- WHAT YOU SHOULD DO:
Would you copy each line of the data below that has "green"?
----
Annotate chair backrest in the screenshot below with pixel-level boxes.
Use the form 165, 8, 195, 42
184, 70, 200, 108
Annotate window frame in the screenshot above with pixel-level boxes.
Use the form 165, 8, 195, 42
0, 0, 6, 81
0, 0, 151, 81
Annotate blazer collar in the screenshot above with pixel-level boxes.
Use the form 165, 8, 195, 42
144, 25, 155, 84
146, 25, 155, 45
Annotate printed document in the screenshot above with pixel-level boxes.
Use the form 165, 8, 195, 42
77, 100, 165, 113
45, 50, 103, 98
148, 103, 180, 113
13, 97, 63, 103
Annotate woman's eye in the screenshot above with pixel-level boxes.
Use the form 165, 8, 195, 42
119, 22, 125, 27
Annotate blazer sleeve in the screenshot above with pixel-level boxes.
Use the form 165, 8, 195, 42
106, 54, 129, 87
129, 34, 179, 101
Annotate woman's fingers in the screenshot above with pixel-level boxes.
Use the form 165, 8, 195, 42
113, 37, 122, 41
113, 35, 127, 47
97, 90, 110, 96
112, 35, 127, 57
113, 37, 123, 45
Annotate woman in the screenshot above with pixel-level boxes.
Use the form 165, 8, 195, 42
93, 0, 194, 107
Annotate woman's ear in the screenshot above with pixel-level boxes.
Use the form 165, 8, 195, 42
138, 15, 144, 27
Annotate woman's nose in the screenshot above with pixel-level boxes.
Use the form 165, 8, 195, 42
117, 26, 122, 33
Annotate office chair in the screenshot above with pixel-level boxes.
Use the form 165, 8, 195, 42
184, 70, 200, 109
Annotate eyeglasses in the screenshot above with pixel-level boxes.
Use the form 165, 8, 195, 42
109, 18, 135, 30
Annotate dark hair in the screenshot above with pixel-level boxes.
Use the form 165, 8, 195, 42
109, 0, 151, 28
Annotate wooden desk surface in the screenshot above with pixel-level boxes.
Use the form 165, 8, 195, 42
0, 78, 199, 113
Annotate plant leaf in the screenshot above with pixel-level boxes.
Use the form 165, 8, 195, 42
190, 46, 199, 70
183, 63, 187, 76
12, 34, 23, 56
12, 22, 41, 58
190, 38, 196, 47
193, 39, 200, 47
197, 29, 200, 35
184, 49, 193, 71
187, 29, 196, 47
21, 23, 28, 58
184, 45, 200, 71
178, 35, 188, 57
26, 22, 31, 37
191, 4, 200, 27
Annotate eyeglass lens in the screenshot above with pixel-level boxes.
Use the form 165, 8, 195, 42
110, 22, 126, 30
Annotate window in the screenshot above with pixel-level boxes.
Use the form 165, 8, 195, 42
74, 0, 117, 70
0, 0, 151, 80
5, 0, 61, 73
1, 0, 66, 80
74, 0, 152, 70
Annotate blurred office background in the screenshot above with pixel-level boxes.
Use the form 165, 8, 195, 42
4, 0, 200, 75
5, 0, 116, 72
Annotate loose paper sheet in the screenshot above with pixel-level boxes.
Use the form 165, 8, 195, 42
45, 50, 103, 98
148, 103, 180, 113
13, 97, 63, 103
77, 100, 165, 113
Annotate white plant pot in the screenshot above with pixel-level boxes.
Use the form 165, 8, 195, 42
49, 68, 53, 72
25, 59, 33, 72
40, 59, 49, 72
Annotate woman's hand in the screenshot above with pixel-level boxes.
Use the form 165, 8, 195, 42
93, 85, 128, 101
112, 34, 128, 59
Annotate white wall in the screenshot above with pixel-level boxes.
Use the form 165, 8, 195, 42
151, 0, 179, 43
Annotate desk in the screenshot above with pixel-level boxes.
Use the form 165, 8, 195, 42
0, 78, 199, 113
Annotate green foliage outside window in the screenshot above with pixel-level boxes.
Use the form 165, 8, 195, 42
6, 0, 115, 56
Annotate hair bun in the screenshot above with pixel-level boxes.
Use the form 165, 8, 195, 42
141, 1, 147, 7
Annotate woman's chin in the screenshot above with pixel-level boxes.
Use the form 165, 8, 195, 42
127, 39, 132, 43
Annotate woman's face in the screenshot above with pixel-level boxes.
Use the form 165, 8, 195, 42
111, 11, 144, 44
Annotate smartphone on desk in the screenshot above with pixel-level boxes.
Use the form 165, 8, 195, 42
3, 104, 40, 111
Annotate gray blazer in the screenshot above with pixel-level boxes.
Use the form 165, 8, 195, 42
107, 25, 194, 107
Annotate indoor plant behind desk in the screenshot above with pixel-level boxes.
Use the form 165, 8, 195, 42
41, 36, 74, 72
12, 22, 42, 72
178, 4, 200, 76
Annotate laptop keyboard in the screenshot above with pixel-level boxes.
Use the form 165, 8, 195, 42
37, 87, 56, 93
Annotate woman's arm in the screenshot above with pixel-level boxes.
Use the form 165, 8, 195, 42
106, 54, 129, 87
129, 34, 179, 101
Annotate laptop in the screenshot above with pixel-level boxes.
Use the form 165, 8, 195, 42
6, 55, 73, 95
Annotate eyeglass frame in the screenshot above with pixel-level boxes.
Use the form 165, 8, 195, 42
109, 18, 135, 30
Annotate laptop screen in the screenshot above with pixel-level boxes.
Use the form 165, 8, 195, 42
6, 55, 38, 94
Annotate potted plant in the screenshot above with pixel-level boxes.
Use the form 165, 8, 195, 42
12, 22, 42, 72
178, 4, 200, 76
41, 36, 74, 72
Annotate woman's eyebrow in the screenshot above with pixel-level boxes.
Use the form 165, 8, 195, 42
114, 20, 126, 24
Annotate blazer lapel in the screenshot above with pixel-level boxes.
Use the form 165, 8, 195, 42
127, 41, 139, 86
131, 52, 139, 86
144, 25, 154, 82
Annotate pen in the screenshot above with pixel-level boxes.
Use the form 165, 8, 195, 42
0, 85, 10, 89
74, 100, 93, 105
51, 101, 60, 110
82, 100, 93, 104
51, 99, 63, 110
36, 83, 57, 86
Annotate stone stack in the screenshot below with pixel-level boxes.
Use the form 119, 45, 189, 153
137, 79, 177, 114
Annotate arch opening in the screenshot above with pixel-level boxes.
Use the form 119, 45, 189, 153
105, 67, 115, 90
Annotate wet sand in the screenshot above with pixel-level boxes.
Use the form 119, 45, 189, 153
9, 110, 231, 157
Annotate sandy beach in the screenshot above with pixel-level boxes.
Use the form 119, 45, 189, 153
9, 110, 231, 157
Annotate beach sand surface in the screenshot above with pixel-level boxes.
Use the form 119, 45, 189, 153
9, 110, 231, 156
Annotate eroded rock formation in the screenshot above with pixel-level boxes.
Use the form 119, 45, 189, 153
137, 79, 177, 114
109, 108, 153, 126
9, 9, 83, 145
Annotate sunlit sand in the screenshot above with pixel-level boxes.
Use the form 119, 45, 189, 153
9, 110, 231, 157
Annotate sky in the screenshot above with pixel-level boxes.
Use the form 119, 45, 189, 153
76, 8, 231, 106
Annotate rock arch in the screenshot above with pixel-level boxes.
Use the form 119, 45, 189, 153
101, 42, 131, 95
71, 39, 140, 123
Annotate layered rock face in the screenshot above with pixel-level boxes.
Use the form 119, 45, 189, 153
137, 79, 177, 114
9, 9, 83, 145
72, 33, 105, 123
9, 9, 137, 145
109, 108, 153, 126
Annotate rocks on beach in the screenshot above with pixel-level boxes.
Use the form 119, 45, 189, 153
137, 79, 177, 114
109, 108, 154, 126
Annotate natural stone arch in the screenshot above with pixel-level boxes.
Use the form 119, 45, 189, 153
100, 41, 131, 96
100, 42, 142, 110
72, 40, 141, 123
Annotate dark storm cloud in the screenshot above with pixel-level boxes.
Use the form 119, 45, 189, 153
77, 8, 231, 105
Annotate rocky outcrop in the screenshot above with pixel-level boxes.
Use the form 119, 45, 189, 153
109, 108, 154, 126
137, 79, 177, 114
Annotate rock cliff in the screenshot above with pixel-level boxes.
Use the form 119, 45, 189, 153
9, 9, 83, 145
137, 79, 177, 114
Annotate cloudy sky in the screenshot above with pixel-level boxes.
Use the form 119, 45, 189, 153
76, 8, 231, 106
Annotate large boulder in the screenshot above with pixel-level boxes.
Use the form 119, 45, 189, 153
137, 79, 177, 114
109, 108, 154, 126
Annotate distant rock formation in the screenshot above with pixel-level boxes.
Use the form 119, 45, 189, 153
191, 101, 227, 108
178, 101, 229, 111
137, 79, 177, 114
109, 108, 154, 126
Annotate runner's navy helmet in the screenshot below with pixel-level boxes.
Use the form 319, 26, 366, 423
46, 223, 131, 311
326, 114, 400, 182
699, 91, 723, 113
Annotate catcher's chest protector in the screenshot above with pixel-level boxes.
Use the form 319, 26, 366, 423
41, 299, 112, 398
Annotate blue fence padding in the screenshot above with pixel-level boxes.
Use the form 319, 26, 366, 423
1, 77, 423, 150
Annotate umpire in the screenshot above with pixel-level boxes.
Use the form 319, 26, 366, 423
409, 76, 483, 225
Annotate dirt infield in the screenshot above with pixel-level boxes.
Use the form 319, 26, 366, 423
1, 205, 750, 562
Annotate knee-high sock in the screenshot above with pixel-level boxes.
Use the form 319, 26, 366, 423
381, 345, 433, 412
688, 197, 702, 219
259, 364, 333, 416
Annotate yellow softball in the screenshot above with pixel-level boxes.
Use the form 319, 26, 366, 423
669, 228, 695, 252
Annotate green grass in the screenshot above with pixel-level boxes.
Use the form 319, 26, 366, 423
----
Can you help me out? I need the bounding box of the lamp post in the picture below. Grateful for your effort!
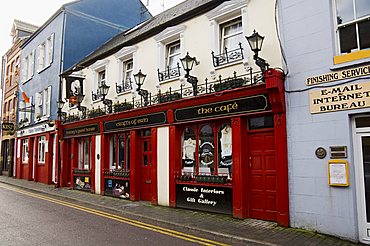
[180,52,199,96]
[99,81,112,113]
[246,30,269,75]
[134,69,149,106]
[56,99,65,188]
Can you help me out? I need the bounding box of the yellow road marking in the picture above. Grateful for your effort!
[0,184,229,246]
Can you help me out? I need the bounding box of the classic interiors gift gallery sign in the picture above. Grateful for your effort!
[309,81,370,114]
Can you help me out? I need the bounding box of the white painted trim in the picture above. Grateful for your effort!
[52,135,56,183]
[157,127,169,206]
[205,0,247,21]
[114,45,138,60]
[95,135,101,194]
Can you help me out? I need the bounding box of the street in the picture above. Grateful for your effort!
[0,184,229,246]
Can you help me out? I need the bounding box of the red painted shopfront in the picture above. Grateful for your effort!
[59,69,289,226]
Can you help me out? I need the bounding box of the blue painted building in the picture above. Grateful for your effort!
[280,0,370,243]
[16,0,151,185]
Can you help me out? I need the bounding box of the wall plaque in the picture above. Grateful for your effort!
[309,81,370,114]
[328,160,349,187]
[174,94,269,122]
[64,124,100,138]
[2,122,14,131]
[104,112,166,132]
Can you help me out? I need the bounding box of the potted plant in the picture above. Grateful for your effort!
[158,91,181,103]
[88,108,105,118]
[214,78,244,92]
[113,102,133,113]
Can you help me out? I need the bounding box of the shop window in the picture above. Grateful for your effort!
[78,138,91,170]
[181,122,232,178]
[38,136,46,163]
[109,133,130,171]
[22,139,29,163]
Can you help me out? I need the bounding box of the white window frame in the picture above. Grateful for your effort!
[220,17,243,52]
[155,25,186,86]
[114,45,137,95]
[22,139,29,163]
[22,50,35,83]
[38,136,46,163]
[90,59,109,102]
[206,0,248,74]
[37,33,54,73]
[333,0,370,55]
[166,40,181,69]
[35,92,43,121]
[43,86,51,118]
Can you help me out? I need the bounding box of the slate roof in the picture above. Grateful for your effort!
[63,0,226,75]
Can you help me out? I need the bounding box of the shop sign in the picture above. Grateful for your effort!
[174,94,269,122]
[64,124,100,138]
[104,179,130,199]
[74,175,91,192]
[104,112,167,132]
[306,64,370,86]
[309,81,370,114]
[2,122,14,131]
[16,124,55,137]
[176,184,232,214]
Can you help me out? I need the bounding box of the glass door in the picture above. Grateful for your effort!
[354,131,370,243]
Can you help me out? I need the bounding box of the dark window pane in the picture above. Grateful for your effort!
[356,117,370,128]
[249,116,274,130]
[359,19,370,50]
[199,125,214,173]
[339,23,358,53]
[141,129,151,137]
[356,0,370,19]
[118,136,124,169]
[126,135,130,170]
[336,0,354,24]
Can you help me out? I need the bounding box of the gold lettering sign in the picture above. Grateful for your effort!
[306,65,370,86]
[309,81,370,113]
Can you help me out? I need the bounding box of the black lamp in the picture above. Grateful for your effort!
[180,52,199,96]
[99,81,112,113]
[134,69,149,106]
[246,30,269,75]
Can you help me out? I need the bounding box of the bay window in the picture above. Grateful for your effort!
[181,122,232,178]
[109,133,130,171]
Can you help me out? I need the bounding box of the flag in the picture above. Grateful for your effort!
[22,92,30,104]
----
- OUTPUT FOR THIS EXERCISE:
Annotate green foliage outside window in the screenshot above with pixel-level boxes.
Annotate green grass in the screenshot above with pixel-level boxes.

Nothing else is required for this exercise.